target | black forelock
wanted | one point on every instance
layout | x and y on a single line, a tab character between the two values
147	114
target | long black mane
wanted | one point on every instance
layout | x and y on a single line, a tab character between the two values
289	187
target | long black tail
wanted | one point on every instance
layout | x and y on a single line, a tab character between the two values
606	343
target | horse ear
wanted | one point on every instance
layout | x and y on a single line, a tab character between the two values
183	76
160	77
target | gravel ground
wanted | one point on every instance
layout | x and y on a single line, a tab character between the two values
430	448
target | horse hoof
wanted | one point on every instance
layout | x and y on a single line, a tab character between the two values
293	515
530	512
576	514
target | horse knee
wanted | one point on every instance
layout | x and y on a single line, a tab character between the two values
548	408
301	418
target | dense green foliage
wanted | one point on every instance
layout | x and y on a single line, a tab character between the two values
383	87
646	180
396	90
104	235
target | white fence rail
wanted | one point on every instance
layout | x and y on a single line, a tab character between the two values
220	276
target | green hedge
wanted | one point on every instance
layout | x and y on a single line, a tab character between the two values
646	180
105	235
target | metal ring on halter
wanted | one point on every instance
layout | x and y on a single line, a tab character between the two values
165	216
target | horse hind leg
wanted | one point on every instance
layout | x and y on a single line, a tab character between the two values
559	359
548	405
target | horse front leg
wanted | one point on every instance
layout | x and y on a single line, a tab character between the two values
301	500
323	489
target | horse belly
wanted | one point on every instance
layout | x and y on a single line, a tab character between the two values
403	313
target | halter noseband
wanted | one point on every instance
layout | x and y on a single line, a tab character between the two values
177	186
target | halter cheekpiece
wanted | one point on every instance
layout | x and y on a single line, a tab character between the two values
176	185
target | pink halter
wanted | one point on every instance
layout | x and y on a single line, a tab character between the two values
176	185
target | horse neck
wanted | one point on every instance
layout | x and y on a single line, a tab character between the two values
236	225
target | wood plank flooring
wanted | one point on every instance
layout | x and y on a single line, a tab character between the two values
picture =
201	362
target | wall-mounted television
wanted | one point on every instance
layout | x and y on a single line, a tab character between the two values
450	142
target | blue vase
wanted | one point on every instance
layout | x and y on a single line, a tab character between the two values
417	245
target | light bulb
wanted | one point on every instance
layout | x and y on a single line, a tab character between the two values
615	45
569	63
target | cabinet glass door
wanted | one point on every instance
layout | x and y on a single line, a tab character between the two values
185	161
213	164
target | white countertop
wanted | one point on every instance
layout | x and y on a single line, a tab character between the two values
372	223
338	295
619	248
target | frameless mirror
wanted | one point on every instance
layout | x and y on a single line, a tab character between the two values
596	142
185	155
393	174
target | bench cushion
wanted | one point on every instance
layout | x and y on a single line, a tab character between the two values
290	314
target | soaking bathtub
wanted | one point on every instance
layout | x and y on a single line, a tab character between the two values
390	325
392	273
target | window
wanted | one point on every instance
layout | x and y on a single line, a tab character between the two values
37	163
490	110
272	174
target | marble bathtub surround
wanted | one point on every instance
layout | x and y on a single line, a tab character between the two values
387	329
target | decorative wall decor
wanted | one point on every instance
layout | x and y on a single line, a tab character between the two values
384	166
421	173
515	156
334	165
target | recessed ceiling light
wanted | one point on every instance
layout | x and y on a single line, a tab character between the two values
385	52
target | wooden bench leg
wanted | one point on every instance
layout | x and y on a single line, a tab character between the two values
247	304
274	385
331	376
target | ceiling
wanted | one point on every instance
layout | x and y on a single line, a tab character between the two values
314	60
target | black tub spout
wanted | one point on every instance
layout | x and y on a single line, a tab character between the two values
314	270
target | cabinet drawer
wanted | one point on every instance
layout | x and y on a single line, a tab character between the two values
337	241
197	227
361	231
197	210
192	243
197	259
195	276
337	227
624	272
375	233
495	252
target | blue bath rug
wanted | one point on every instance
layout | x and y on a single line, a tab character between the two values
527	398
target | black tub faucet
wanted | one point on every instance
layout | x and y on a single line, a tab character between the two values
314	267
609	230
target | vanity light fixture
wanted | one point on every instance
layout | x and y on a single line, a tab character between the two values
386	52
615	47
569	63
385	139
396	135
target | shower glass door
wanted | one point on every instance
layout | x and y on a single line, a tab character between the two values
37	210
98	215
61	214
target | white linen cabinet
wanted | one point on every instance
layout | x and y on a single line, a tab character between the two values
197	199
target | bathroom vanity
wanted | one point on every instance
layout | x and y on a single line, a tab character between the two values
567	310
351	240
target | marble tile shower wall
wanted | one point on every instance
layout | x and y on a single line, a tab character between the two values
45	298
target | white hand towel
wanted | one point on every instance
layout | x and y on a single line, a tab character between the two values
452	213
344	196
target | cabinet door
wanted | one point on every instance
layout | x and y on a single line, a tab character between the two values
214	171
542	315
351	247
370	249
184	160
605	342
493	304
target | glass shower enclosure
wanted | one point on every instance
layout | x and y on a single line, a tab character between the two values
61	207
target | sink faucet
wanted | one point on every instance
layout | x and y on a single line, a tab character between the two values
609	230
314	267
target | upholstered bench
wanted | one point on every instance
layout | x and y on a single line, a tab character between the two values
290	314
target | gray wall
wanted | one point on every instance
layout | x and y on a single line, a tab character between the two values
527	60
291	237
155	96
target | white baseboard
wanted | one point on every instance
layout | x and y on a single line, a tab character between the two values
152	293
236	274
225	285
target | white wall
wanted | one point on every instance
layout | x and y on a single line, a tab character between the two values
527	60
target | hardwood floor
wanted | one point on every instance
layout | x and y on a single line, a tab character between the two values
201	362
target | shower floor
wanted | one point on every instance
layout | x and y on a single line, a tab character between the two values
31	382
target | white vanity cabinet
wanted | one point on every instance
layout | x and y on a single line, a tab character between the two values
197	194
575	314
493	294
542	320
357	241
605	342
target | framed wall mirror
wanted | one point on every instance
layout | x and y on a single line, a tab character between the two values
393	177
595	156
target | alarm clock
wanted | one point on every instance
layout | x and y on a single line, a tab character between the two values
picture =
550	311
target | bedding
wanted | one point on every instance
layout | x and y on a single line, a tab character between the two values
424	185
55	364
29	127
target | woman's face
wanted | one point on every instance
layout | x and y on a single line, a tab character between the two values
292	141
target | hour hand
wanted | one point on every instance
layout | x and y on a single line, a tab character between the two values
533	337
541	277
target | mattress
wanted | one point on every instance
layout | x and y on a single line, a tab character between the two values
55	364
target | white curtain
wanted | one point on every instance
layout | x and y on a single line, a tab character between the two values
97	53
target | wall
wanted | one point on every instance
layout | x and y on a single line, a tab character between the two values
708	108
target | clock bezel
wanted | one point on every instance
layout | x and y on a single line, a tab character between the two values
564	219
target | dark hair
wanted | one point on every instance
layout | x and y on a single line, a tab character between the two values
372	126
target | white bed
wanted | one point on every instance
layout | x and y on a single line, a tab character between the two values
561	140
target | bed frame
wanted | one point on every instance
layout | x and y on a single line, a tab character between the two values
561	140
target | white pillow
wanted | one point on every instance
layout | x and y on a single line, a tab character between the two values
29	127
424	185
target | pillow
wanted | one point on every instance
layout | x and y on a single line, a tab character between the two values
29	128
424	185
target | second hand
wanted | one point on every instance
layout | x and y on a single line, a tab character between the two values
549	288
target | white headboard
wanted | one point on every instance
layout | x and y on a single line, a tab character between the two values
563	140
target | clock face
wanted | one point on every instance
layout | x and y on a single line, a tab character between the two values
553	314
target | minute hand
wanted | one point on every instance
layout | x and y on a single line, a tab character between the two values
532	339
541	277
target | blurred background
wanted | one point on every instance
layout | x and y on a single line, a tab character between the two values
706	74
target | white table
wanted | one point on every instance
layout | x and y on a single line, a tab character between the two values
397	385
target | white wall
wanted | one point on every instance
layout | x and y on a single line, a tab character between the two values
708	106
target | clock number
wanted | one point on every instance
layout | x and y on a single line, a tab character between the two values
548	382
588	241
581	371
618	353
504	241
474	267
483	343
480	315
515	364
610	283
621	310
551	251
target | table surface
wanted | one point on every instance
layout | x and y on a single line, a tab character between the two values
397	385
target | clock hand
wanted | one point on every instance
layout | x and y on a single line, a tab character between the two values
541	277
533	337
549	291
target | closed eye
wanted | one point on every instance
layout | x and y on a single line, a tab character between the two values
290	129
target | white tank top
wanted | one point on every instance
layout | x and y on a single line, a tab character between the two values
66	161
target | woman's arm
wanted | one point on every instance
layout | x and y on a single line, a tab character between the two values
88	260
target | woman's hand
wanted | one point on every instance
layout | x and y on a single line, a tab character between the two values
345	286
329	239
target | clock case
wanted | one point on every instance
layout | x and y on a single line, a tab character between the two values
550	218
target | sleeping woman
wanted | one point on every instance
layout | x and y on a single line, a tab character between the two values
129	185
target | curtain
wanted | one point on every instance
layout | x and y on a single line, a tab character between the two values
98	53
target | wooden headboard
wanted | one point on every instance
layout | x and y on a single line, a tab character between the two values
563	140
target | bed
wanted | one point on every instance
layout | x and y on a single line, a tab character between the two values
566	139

◆ ◆ ◆ ◆

- _What needs to be done_:
Show all lines in the records above that hold "ceiling".

- _Your response_:
target | recessed ceiling light
target | ceiling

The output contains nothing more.